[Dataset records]
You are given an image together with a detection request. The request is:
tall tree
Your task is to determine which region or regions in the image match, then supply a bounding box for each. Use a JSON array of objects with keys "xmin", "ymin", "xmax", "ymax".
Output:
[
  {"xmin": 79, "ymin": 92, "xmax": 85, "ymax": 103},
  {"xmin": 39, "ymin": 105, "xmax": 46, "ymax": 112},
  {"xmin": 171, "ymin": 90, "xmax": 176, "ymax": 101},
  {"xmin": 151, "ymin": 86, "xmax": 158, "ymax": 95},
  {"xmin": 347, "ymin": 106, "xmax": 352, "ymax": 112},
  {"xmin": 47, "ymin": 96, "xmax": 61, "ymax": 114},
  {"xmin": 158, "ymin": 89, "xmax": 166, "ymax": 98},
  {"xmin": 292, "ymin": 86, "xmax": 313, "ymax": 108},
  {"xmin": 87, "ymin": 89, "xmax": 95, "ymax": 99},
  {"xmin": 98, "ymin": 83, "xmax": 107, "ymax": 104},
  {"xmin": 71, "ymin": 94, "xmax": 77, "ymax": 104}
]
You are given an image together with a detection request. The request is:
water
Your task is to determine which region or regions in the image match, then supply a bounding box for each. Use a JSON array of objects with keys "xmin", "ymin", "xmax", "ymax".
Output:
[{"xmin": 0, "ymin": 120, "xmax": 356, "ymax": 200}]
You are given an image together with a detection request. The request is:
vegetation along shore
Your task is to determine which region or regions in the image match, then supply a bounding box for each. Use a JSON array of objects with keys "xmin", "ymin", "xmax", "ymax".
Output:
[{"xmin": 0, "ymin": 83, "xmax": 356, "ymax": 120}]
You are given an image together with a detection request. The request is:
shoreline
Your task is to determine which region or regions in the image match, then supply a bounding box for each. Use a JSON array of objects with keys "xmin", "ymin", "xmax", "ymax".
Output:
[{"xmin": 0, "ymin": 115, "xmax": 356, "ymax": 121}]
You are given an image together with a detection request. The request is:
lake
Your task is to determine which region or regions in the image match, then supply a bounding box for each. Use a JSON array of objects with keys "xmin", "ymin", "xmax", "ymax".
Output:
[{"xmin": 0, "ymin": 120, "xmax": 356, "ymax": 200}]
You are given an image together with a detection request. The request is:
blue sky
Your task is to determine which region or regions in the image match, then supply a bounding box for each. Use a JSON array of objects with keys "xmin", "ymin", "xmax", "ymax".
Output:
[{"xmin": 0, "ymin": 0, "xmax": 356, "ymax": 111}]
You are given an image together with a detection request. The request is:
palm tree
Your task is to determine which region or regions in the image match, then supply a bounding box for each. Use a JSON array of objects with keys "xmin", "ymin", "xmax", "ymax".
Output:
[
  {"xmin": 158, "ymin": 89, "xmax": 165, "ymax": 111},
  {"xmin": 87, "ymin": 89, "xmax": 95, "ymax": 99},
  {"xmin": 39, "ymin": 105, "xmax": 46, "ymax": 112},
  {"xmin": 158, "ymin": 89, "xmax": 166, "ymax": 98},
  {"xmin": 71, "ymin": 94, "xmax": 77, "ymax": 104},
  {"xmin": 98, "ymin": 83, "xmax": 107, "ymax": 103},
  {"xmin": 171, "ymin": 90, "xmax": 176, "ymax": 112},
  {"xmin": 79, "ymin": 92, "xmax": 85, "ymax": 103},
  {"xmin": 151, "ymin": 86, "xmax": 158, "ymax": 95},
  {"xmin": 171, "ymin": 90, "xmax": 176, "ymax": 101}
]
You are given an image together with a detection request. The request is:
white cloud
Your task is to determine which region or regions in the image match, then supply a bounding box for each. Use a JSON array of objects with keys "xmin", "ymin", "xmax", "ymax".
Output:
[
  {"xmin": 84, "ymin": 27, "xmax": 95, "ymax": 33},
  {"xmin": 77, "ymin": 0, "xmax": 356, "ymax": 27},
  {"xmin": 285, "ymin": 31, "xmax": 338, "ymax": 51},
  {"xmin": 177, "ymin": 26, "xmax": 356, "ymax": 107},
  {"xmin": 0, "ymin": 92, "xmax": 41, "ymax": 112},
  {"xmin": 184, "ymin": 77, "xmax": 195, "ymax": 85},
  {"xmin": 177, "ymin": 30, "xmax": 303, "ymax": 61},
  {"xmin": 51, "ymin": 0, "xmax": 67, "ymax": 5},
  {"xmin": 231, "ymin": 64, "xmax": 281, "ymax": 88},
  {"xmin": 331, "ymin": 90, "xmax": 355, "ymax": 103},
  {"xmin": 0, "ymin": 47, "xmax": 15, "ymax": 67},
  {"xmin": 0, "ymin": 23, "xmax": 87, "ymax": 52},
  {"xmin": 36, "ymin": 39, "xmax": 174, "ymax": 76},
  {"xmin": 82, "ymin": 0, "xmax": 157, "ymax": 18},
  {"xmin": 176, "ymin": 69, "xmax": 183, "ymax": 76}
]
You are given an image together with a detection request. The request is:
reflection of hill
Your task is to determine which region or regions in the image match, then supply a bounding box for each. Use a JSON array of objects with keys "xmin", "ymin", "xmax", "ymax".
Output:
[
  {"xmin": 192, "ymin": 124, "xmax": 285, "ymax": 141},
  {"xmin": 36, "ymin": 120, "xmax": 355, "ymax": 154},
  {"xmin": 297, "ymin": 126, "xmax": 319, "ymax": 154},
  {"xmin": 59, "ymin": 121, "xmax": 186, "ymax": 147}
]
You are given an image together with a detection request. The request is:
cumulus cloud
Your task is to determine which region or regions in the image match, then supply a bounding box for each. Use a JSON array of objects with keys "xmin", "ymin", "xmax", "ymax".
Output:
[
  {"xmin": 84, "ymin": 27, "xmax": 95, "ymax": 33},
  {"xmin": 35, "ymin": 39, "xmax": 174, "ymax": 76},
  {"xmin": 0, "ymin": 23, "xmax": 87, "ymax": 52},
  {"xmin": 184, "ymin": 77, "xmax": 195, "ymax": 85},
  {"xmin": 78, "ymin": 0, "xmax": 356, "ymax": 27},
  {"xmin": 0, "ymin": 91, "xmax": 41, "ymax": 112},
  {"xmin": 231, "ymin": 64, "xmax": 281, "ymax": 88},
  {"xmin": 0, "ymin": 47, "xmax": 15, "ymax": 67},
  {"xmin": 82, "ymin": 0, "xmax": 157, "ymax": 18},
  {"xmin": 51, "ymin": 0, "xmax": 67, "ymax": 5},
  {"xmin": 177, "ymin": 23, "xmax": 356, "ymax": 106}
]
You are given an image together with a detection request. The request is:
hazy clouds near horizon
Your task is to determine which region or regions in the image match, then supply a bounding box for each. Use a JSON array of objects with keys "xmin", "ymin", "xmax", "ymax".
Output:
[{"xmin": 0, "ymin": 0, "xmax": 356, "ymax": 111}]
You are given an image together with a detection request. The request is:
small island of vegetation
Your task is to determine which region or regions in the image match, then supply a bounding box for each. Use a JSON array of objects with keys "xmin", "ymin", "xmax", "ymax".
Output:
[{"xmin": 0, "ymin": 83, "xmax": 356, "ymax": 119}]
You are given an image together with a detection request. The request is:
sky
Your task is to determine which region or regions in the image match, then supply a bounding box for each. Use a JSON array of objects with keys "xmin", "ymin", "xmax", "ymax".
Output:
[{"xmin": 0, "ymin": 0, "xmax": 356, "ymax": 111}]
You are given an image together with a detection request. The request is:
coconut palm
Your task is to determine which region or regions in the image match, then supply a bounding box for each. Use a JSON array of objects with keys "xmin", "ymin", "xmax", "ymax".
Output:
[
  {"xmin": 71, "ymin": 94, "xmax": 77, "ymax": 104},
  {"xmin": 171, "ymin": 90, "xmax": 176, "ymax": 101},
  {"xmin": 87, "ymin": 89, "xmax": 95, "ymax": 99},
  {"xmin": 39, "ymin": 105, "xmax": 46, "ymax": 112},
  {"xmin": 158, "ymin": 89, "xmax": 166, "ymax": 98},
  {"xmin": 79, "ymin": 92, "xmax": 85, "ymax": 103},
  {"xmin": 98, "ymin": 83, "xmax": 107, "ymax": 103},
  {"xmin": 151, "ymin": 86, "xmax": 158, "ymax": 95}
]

TASK BRIEF
Copy out every line in the entries above that contains the word "vegetation". Only lines that match its letter case count.

TASK SOLUTION
vegetation along shore
small island of vegetation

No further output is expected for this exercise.